--- Source passage Enclosed Below ---

Red scrotum syndrome - Anogenital in
White men older than 50 have the highest incidence of this condition, but cases have been reported in younger individuals. Patients commonly present with scrotal erythema and burning pain with a preceding history of topical corticosteroids on the affected area. The average duration of topical corticosteroid use is 27 months, but cases of RSS have occurred after as few as 2 weeks. RSS can develop after prolonged use of topical corticosteroids with a potency as low as over-the-counter hydrocortisone cream. A common complaint is difficulty sitting normally due to pressure on the scrotum causing pain. RSS is a chronic condition that is difficult to treat, which can cause profound psychological distress.
RSS is thought to be part of red burning skin syndrome, which describes other presentations of rebound vasodilation following chronic use of topical corticosteroids, including red face syndrome, red scalp syndrome, red ear syndrome, and red vulva syndrome.
L53.9 – Erythematous condition, unspecified
N50.89 – Other specified disorders of the male genital organs
238969001 – Burning scrotum
65645005 – Scrotal pruritus
- Cellulitis – Swelling of the penis or scrotum will be present and may be associated with fever and malaise.
- Contact urticaria – Redness and swelling that last for only a short period of time and is not limited to the anterior scrotum.

--- End of Enclosed Source passage ---
--- Data section Enclosed Below ---

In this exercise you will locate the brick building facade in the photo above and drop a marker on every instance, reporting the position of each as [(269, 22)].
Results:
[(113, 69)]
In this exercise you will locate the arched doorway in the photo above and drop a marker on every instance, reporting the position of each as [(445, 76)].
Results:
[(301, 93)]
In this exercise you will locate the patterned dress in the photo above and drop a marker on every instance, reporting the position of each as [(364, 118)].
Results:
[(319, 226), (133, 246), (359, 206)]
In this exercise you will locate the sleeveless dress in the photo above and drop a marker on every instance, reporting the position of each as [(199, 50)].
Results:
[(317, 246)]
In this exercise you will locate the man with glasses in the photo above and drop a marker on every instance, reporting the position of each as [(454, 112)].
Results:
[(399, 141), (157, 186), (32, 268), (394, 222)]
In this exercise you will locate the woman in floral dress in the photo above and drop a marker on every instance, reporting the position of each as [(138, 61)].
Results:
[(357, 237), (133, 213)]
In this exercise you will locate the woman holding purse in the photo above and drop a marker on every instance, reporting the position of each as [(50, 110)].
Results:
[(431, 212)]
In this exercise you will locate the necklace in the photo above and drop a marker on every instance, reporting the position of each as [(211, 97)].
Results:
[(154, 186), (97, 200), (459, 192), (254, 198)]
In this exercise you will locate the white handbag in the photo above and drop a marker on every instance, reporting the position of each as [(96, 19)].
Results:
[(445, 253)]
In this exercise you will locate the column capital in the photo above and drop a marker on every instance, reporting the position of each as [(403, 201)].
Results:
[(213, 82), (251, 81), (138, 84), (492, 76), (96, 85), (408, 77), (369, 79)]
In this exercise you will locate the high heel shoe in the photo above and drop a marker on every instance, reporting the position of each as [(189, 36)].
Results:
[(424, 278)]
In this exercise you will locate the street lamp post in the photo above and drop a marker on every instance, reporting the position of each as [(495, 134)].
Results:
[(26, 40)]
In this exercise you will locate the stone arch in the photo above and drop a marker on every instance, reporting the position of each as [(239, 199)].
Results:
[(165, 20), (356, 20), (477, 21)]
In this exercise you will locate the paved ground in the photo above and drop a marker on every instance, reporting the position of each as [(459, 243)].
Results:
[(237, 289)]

--- End of Enclosed Data section ---

Assigned task:
Can you output everything in the red scrotum syndrome passage from "L53.9 – Erythematous" down to "fever and malaise.", word for word?

Result of this exercise:
L53.9 – Erythematous condition, unspecified
N50.89 – Other specified disorders of the male genital organs
238969001 – Burning scrotum
65645005 – Scrotal pruritus
- Cellulitis – Swelling of the penis or scrotum will be present and may be associated with fever and malaise.